__GEZEIGTER TEXTAUSZUG__.
::::
Deaktivere auch mal AVG komplett (Programm Beenden, nichtnur stoppen)


----------



## huwi (13. Mai 2007)

kann sein.....

ich war mir auch nit ganz sicher.... aber der abgesicherte Modus könnte wirklick klappen....

gute Idee 


Huwi


----------



## soyo (13. Mai 2007)

@huwi: Dateien mit einem Dollarzeichen im Dateinamen sind nicht gleich zwingend Systemdateien. 

Nun zu der Festplatte. Über die Ordneroptionen (z.B. Über Arbeitsplatz Menu > Extras > Ordneroptionen) im Reiter Ansicht die 'Einfache Dateifreigabe verwenden' deaktivieren. 
In den Eigenschaften der Festplatte findest du nun einen neuen Reiter Sicherheit. Dort prüfst du bitte ob dein Benutzerkonto(Administrator?) volle Berechtigung auf diese Festplatte hatte, wenn nicht ändere das.

Gruß soyo


----------



## Delta458 (13. Mai 2007)

Ansicht die 'Einfache Dateifreigabe verwenden'  KANN ICH NICHT FINDEN. 

Bei einem Rechtsklick auf Festplatte und Eigenschaften--- > gibt es nur den Reiter Freigabe

Im Abgesicherten Modus habe ich das selbe. Ich glaube es hängt mit AVG zusammen. Wenn er die ctfmon.exe datei nicht gelöscht hätte, dann hätte ich ganz normalen Zugriff. Ich habe AVG auch komplett deinstalliert. Kein Erfolge

Ich habe Windows Home SP2 32bit

Delta

PS: Wie kann ich eigentlich Bilder in das Forum einfügen?
::::
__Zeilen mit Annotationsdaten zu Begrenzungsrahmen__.
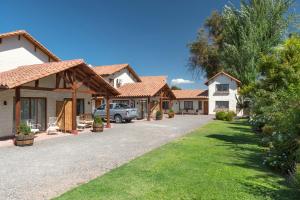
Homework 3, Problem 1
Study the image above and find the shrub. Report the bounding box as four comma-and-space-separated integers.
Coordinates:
156, 110, 162, 118
94, 116, 103, 125
18, 123, 31, 135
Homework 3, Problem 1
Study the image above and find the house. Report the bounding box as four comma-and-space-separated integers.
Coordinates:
172, 90, 208, 115
205, 71, 242, 115
94, 64, 175, 120
0, 31, 119, 138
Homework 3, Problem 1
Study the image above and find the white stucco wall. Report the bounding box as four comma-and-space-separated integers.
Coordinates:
172, 100, 204, 114
0, 36, 51, 72
0, 76, 92, 137
208, 74, 238, 114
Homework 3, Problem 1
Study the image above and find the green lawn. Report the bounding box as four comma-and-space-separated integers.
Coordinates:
58, 121, 300, 200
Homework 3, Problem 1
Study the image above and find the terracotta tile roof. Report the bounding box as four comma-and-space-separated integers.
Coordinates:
172, 90, 208, 99
0, 30, 60, 61
118, 76, 175, 97
0, 59, 119, 95
93, 64, 141, 82
140, 76, 167, 83
205, 71, 241, 85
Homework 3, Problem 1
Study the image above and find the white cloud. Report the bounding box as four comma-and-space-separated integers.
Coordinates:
171, 78, 194, 85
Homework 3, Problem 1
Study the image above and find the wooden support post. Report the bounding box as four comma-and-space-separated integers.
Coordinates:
147, 97, 151, 121
72, 89, 78, 135
15, 87, 21, 133
106, 96, 111, 128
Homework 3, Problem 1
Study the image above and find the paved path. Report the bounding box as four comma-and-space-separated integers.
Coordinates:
0, 115, 212, 200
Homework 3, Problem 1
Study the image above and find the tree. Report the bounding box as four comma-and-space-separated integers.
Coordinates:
190, 0, 293, 85
171, 85, 181, 90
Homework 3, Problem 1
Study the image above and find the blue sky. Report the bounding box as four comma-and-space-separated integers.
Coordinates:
0, 0, 296, 89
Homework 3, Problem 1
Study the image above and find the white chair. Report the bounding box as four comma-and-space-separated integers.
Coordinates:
26, 119, 42, 134
47, 117, 59, 135
76, 116, 86, 130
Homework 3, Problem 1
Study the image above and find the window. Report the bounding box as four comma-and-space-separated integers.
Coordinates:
184, 101, 193, 110
76, 99, 84, 116
216, 101, 229, 110
198, 101, 202, 110
216, 84, 229, 93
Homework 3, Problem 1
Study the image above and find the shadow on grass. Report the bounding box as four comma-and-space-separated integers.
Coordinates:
206, 121, 300, 200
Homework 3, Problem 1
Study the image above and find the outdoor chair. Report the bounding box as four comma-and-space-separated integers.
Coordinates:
26, 119, 42, 134
76, 116, 86, 130
47, 117, 59, 135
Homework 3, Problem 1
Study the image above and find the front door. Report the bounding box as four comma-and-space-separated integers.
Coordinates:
203, 101, 208, 115
14, 97, 47, 131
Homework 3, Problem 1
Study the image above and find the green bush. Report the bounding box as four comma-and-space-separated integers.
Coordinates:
18, 123, 31, 135
156, 110, 162, 118
168, 108, 174, 113
216, 111, 236, 121
94, 116, 103, 125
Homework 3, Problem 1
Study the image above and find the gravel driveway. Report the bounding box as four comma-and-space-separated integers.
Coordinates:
0, 115, 212, 200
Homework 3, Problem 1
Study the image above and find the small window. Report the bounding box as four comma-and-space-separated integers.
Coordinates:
216, 101, 229, 110
216, 84, 229, 93
98, 104, 105, 110
184, 101, 193, 110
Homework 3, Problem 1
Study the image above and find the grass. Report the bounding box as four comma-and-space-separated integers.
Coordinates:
57, 121, 300, 200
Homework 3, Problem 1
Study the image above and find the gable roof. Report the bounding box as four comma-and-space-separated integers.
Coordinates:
205, 71, 241, 85
0, 30, 60, 61
172, 90, 208, 99
93, 64, 141, 82
117, 76, 175, 98
0, 59, 119, 95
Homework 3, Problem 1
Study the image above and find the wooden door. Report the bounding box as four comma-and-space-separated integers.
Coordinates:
204, 101, 208, 115
56, 101, 65, 131
64, 99, 72, 132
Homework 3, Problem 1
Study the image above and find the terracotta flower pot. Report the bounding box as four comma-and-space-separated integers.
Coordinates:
15, 134, 34, 147
168, 112, 175, 118
93, 124, 103, 133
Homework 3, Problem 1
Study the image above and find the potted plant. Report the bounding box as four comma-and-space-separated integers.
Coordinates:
15, 123, 34, 147
168, 109, 175, 118
93, 116, 103, 132
156, 110, 162, 120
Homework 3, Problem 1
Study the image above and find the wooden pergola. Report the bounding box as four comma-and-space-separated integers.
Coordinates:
2, 60, 119, 134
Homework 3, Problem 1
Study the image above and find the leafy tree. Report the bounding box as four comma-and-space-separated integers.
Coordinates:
190, 0, 293, 85
189, 11, 223, 77
171, 85, 181, 90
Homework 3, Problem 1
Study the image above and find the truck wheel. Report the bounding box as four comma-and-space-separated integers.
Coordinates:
115, 115, 123, 124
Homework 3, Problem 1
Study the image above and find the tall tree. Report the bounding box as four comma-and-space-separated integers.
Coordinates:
190, 0, 293, 85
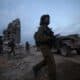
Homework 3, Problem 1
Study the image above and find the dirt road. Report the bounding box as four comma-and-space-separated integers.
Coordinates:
0, 48, 80, 80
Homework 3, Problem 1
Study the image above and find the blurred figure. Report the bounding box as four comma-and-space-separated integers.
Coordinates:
25, 41, 30, 51
8, 39, 16, 56
0, 36, 3, 54
33, 15, 56, 80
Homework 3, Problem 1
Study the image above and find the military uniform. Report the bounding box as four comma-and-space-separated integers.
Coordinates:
34, 25, 56, 80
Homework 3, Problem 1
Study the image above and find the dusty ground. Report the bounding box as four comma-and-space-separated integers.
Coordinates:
0, 48, 80, 80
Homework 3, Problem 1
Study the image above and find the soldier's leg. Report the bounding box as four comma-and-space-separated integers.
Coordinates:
::::
__AUFGABENSTELLUNG__. Gib aus dem Forenauszug zum Festplattenzugriff den Abschnitt von „Bei einem Rechtsklick“ bis „das Forum einfügen?“ wortgetreu wieder.

__ERGEBNIS DER ÜBUNG__.
Bei einem Rechtsklick auf Festplatte und Eigenschaften--- > gibt es nur den Reiter Freigabe

Im Abgesicherten Modus habe ich das selbe. Ich glaube es hängt mit AVG zusammen. Wenn er die ctfmon.exe datei nicht gelöscht hätte, dann hätte ich ganz normalen Zugriff. Ich habe AVG auch komplett deinstalliert. Kein Erfolge

Ich habe Windows Home SP2 32bit

Delta

PS: Wie kann ich eigentlich Bilder in das Forum einfügen?